▶ [What this task involves]: Working through the lines below, return each one that holds "bottle".
[[ Data open ]]
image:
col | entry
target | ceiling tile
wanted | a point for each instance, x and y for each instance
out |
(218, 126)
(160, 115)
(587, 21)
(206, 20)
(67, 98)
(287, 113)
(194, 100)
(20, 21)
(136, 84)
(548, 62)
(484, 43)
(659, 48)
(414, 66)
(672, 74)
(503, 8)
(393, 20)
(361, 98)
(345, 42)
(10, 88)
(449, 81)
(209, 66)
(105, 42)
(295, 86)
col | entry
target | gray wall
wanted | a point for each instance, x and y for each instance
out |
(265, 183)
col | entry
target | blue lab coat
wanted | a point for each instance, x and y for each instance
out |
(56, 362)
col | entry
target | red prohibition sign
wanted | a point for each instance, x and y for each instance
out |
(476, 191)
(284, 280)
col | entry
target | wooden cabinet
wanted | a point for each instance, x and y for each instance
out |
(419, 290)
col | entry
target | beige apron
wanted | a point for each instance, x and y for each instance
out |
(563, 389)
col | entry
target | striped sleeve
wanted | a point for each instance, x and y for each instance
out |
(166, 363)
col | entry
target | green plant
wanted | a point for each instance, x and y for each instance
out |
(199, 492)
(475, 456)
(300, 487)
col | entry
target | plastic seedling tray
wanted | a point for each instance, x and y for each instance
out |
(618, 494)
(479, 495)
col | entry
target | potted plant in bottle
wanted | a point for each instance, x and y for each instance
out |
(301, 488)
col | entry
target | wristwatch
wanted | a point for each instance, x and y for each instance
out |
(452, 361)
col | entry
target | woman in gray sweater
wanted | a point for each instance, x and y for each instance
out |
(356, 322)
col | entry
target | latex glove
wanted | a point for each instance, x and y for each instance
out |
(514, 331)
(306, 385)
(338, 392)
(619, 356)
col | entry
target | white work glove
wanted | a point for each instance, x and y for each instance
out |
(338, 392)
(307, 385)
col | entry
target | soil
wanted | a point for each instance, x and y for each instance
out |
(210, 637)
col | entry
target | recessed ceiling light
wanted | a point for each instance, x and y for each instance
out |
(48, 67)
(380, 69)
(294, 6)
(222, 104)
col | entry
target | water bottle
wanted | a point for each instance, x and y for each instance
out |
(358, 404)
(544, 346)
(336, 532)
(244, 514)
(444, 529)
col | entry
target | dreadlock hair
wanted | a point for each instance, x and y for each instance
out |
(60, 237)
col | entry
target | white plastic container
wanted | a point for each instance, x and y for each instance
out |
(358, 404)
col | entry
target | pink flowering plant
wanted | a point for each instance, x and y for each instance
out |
[[ Data closed ]]
▶ [Response]:
target | potted plant in bottle
target | water bottle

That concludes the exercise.